─── SUPPLIED DATA ───

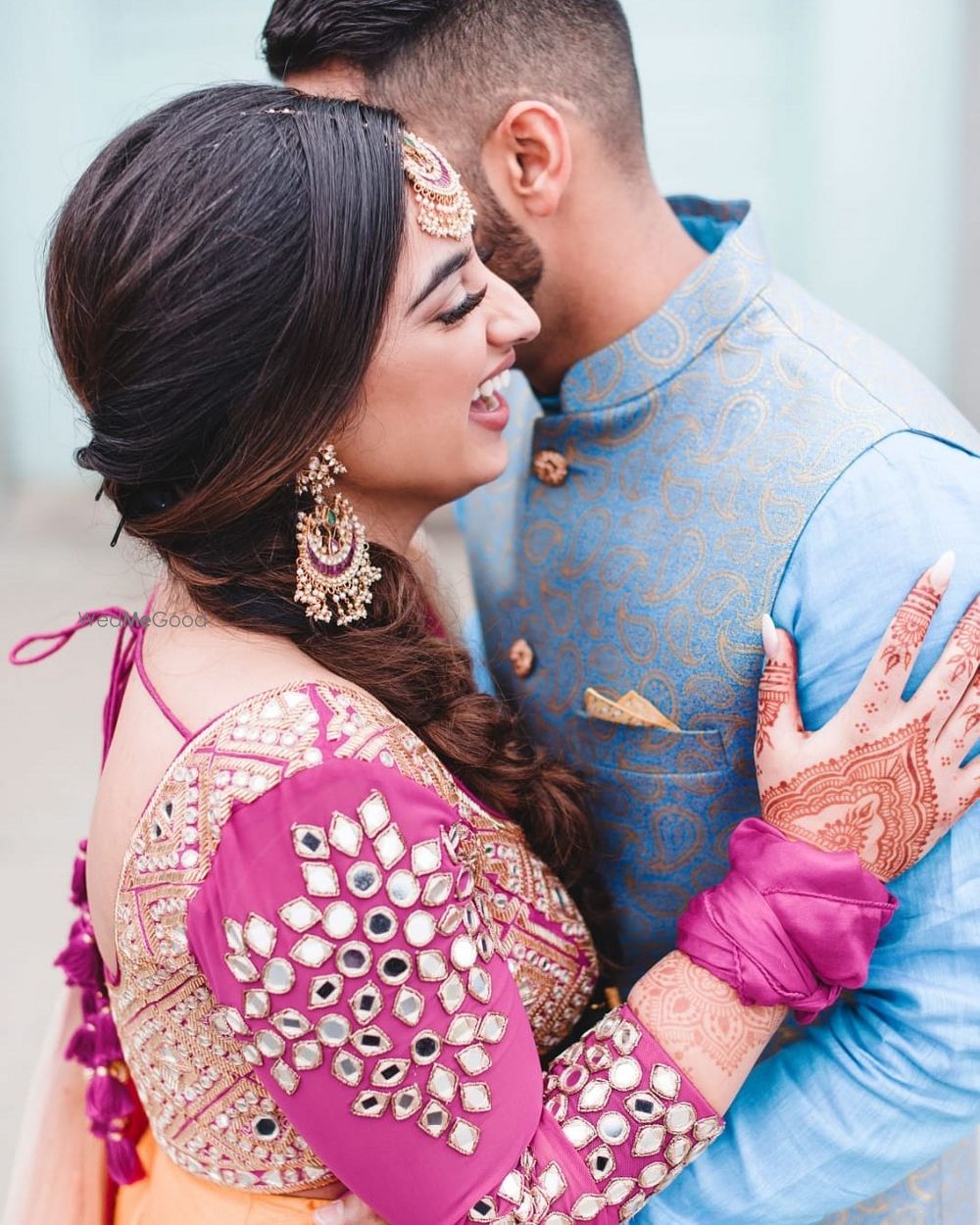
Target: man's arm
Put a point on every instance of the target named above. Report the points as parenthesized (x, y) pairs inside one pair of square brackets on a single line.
[(893, 1079)]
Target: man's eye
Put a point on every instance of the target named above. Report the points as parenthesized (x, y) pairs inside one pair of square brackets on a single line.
[(468, 304)]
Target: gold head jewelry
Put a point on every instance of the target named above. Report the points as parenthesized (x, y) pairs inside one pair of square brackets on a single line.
[(334, 576), (445, 209)]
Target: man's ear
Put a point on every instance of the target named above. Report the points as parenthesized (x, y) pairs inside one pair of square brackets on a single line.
[(528, 157)]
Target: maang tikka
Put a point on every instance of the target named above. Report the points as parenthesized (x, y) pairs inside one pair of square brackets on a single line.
[(334, 576)]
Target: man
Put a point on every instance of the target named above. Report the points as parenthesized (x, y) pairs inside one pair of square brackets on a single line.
[(710, 444)]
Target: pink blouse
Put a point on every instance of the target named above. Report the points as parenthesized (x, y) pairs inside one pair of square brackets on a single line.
[(333, 963)]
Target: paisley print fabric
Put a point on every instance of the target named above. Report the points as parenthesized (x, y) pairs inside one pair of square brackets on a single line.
[(699, 449)]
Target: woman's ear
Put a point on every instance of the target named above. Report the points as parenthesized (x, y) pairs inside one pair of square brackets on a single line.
[(528, 157)]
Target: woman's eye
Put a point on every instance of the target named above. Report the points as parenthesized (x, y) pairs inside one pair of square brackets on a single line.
[(457, 313)]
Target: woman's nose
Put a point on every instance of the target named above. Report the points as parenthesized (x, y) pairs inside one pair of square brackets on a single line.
[(513, 319)]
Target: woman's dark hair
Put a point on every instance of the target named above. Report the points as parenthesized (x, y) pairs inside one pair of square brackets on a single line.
[(216, 288)]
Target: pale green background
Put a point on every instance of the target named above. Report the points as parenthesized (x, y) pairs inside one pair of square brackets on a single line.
[(847, 122)]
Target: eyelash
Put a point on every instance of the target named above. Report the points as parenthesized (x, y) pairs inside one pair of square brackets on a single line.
[(466, 307)]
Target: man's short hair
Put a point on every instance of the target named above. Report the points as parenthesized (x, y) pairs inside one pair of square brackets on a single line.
[(470, 58)]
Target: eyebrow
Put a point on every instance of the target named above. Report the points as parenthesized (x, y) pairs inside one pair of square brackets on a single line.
[(442, 273)]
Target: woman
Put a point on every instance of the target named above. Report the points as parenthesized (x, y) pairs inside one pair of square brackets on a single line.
[(332, 941)]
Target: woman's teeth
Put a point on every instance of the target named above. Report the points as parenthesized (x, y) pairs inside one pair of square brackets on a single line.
[(486, 388)]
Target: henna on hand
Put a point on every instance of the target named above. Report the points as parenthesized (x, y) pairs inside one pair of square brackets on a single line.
[(883, 778), (877, 799), (704, 1025)]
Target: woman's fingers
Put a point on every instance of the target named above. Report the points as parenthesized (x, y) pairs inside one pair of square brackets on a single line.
[(960, 733), (892, 662), (347, 1210), (778, 707), (950, 684)]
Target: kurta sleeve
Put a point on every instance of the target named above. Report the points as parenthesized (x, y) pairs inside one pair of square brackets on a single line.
[(347, 942)]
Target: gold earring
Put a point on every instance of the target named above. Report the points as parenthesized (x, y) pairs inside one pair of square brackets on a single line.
[(334, 576)]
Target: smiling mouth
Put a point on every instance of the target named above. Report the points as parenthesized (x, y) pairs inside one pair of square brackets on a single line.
[(486, 397)]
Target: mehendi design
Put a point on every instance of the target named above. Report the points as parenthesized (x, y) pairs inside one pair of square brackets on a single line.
[(966, 640), (701, 1020), (774, 691), (878, 799), (910, 625)]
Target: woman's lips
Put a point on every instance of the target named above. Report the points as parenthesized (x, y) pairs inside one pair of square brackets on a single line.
[(490, 412)]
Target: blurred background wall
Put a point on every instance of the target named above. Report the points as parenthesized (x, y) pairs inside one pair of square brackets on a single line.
[(854, 126)]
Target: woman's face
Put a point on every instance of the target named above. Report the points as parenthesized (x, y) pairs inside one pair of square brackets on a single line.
[(431, 427)]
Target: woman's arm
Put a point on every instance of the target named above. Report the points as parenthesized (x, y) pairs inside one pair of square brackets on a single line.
[(701, 1023), (704, 1025)]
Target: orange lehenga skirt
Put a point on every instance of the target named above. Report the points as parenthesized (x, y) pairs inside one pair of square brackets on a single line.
[(171, 1196), (59, 1170)]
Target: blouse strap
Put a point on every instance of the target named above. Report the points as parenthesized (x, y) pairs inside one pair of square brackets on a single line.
[(185, 731), (127, 651)]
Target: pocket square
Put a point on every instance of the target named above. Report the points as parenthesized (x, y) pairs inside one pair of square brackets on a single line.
[(631, 710)]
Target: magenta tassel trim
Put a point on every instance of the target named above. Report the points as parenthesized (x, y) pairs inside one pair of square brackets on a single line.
[(111, 1102)]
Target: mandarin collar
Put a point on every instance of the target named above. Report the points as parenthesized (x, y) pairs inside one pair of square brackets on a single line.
[(695, 315)]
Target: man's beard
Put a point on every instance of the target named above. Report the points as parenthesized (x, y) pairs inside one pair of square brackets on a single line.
[(513, 254)]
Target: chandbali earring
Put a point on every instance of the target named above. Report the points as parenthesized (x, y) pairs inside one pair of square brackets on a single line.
[(334, 576)]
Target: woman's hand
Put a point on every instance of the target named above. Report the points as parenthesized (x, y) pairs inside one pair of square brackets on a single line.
[(347, 1210), (883, 777)]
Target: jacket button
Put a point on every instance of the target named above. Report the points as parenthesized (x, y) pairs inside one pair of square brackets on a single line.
[(550, 466), (522, 657)]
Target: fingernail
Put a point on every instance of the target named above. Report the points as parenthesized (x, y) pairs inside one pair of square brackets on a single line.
[(944, 568), (769, 637)]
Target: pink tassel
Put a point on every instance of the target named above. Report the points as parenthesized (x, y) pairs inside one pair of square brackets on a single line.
[(122, 1160), (112, 1107), (107, 1098), (82, 1044), (93, 1001), (79, 960), (107, 1047)]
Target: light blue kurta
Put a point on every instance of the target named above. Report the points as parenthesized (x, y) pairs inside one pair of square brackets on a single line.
[(746, 450)]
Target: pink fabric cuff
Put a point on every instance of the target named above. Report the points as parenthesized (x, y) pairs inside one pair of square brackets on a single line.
[(789, 924)]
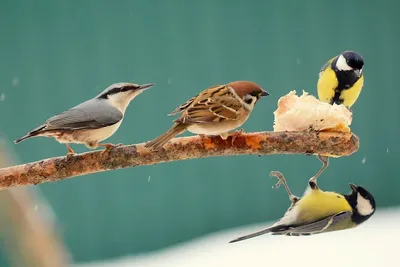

───

* [WORK TO BE COMPLETED]: Copy all of the material above word for word, leaving out the pictures.

* [RESPONSE]:
Target: man's arm
Put a point on every instance of the target named above. Report the points as parenthesized (x, y) pairs inside one pair of square brackets on a single line.
[(893, 1079)]
Target: man's eye
Put a point on every instance of the target named above. Report the points as parenthesized (x, y) pairs inside one pair of square brackets on a single line.
[(468, 304)]
Target: gold head jewelry
Put a point on every instance of the target named above. Report the points as parenthesized (x, y) pairs inside one pair of square brackets on a single line.
[(334, 576), (445, 209)]
Target: man's ear
Put a point on every instance of the target named above. Report the points as parenthesized (x, y) pairs inside one pair of square brackets on a single line.
[(528, 157)]
Target: maang tikka
Put a point on every instance of the target named above. Report the points as parenthesized (x, y) pairs inside one pair of square brackets on a single line.
[(334, 576)]
Target: man
Put a point on every instance of the target named above. Report the points as parenthesized (x, y) pairs inside one pair of square brackets on a single line.
[(710, 444)]
Target: pink blouse
Put a point on every instance of the target named above. Report the points as parenthesized (x, y) pairs inside one pair of square brackets on a single line.
[(333, 963)]
Target: paisley print fabric
Put a point on every instance of the target named above. Report the points as parenthesized (x, y) pairs inside one pair of square brackets on a single line.
[(699, 449)]
Target: woman's ear
Put a point on every instance of the target named above. Report the points as parenthesized (x, y) pairs inside one pair of square brackets on a single line.
[(528, 157)]
Target: woman's eye
Put a point on every instance of the target named above. Report the points as parenthesized (x, y) pairs inside one pair of square brackets on a single line.
[(457, 313)]
Target: woman's nose
Put a point on every instance of the target named above. Report the points as parenthesized (x, y) pairs inside one pair of square brackets on a single line.
[(513, 319)]
Target: woman's dark hair
Put a point on every instance of the target named above. Report the points as parenthesized (x, y) pairs inside one pair of square brackets on a single line.
[(216, 288)]
Target: pale green background
Put a point on every instance of the target named above. Report the points as parenthesized (x, y) pairs inside one pair of square brackets on a single line.
[(847, 122)]
Target: eyelash
Put a point on every instance of the target named above. Report the points as parenthesized (x, y) pairs inside one pair of square brackets on a single line.
[(466, 307)]
Target: man's short hair
Put a point on every instance of the target named above. Report the points as parenthesized (x, y) pairs inside one pair of square brackets on a single line.
[(470, 58)]
Target: eyebrow
Put a point on every instance of the target named above. Report the points as parenthesized (x, y) pairs inside one pair of square brackets on a single line.
[(442, 273)]
Target: woman
Put a point on every instance of the target named above. Report the points as parenthesized (x, y) pairs inside one pair of square brackets on a single line.
[(332, 941)]
Target: woman's teeth
Put a point on every instance of the target named above. Report the points as parenthesized (x, y) pairs inside one pair of square brackets on a single line.
[(486, 388)]
Target: henna on hand
Put a point on every instance of the target named above. Report the points as parenthesized (x, y) pairs inside one pair of square brackets on a single line.
[(883, 778), (877, 799), (704, 1025)]
Target: woman's fingers
Put a point on every instance of the target named above. Report the points as parenthesized (x, y) pairs inside one pair of square brackets on a single line.
[(960, 733), (892, 662), (347, 1210), (778, 707), (950, 684)]
Target: kurta sleeve
Put a point on every instance of the target named above. Report the points as parenthesized (x, y) pairs inside one pair of square brackets on a single line.
[(347, 942)]
Target: gold earring
Put a point on every instance of the target named above. Report the points as parenthesized (x, y) pairs inside one pair of square brackets on a single line.
[(334, 576)]
Target: smiling mouth
Put a point on every instance of the target named above. Report the points as parenthesized (x, y) pairs inside one pair of square brackets on a single line.
[(486, 397)]
Target: mehendi design
Put a point on every instance of the target named above. Report the points as parenthesized (x, y) pairs inside one pair of square brackets on a single line.
[(966, 640), (701, 1020), (774, 691), (878, 799), (910, 625)]
Target: woman's lips
Put a point on every instance of the target named above. Report the points as parenthesized (x, y) pairs inside one pair of square brackets on a single line.
[(490, 412)]
Target: blurred background wall
Put a point on every instance of the target named above. Report the points as parenthesized (x, y) pairs inside one pair of square brackets on a single line.
[(854, 126)]
Target: woman's face
Put a point on every instance of the target named above. Report the points as parenthesized (x, y) pairs inside one pair of square brackets on a single line.
[(431, 427)]
Target: woman's arm
Put a point on every instance of the target named above. Report the points as parenthesized (x, y) pairs inside one pair of square brackets on a single line.
[(701, 1023), (704, 1025)]
Target: orange lehenga skirt
Put a point on every instance of the target named above. Report the points as parenthesized (x, y) pairs inside one pair of square brackets on a single line.
[(171, 1196), (59, 1170)]
Target: blouse strap
Put a point on every instance of the target named above. Report the points as parenthesized (x, y) pairs inside one pair of square brackets on a single line.
[(185, 731), (127, 651)]
Target: pocket square
Put a point on every instance of the target named above. Report the points as parenthesized (x, y) pairs inside one pair of square brackets on a single line.
[(631, 710)]
Target: magenta tassel trim
Put a point on every instance of the target named above. Report the points as parenthesized (x, y) pairs inside one pair of square brackets on a single line.
[(111, 1102)]
Target: mandarin collar
Put a point on every instance of the target named above. Report the points as parenthesized (x, y) pairs inside one pair of square brackets on a single line.
[(695, 315)]
Target: man's beard
Put a point on every instance of the target named above. Report the points as parenthesized (x, y) pairs inside one pair of square brackets on a single line.
[(513, 254)]
Target: chandbali earring
Put a point on every instance of the target named above. Report the points as parenthesized (x, y) pairs inside one pair of square brackets on a single line.
[(334, 576)]
Target: woman's hand
Put a point on every instance of the target named above. Report the points as parenthesized (x, y) pairs inside one pair of square brackets on a single line.
[(347, 1210), (883, 777)]
Target: jacket button
Put a point on every instance of the target named above. Report the points as parenthesized (x, y) pairs inside one pair of square brackets on a single line.
[(550, 466), (522, 657)]
Target: fingernail
Put a point on every instance of the target named above. Report the points as parenthesized (x, y) pairs inside one pair of square brackets on a single line.
[(944, 568), (769, 637)]
Target: pink tassel
Put a point on every instance of the target named above. Report the points as parenthesized (x, y) pairs inside one pair of square brackets on a single line.
[(122, 1160), (112, 1107), (107, 1098), (82, 1044), (93, 1001), (79, 960), (107, 1047)]
Target: light blue kurta
Put a point on every instance of the target named above. Report the points as parenthesized (x, y) pairs inside one pair of square brackets on a single line.
[(746, 450)]
Target: pink fabric cuff
Put a point on every instance of the target named above. Report the points as parenthesized (x, y) pairs inside one pair of square brackets on a single line.
[(789, 924)]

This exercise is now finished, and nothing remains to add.